Extracted records
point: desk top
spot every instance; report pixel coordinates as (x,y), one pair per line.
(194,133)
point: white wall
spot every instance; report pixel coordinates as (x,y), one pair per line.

Requirement:
An exact copy of every record above is required.

Problem solution:
point: desk top
spot every instance; report pixel coordinates as (x,y), one pair per line.
(194,133)
point: white wall
spot every instance; report pixel coordinates as (x,y), one pair per line.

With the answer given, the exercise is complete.